* _SET PROBLEM_
Print the lines of the rows below from the one holding "of the **river" through the one holding "205L37 186L48 195L65", inclusive, character for character. Leave the pictures out of your output.

* _THE RECORDS_
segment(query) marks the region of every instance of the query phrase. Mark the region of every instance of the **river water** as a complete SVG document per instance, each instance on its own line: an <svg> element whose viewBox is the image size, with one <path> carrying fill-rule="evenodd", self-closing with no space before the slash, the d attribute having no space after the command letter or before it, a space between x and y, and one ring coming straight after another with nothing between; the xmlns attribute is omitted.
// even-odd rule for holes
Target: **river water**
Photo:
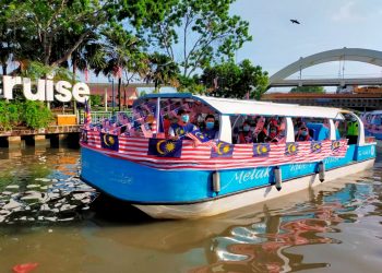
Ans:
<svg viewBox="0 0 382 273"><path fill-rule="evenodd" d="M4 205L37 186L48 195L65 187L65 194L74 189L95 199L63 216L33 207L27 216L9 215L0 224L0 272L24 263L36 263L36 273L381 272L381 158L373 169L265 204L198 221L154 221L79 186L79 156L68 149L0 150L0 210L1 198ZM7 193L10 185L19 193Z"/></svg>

...

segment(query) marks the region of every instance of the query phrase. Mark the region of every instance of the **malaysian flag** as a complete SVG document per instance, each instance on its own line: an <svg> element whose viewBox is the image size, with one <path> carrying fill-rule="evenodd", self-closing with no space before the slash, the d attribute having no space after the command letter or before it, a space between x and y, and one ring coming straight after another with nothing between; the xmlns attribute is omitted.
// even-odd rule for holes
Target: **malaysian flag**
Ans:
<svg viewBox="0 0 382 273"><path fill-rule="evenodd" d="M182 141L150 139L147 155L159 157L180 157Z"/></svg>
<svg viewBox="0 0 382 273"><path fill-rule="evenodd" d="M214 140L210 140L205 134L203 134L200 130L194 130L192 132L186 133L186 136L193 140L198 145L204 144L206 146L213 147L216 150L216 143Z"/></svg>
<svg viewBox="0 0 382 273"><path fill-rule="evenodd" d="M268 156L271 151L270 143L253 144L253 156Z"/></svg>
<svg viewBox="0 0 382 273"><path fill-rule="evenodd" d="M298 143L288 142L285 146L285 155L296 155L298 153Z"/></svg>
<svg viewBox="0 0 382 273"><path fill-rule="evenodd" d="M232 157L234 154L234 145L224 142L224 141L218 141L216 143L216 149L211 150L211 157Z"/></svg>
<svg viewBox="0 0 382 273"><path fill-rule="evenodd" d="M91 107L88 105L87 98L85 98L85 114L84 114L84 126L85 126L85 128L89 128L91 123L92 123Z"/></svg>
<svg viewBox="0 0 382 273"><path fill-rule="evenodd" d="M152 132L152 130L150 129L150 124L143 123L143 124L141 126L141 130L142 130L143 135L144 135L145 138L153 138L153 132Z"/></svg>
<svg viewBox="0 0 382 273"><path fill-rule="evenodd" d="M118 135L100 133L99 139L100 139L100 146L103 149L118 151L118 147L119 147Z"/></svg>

---

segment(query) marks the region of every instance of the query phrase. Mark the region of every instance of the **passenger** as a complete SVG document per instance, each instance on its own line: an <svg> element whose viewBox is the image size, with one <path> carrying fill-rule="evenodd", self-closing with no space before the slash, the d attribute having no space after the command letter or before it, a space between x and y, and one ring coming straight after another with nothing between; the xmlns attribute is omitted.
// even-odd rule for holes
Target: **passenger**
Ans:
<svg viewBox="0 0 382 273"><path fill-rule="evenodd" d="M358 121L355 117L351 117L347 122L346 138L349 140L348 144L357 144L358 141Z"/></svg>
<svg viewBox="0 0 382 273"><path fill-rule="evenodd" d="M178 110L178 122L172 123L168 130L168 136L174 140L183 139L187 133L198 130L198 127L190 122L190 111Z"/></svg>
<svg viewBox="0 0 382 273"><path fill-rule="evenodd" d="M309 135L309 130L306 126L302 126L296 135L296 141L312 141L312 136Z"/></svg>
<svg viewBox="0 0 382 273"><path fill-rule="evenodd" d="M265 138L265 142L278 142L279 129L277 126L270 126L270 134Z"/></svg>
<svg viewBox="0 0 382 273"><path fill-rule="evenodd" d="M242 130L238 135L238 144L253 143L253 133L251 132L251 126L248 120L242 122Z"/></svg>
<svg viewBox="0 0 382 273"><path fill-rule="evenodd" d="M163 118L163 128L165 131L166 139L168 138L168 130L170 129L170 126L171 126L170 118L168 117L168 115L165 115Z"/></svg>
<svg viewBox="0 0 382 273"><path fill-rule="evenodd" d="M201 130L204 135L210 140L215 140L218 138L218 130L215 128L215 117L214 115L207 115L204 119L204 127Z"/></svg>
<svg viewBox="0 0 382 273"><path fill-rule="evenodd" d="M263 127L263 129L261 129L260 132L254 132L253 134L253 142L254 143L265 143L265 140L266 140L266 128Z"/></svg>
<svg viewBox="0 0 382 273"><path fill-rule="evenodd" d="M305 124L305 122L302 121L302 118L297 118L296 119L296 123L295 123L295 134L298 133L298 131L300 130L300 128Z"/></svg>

* _THE RESPONSE_
segment(query) marks the region of every instance of the query phrase. Mark the region of every instance of the **river water** as a complete SVG document per instance, each instance on its own line: an <svg> element whose viewBox is the image size, with one <path> carrying fill-rule="evenodd", self-closing with no space before the slash, the d attribute having no space after the command letter or before it, a space between x and y, and one ring coming straight after another with nothing between; the xmlns attribute is omitted.
// even-odd rule for holes
Target: **river water**
Photo:
Ans:
<svg viewBox="0 0 382 273"><path fill-rule="evenodd" d="M4 205L37 186L48 195L65 187L65 194L74 189L95 199L63 216L33 207L27 216L9 215L0 224L0 272L24 263L36 263L36 273L381 272L381 158L373 169L265 204L198 221L154 221L79 186L79 156L68 149L0 150L0 210L1 198ZM7 193L10 185L19 193Z"/></svg>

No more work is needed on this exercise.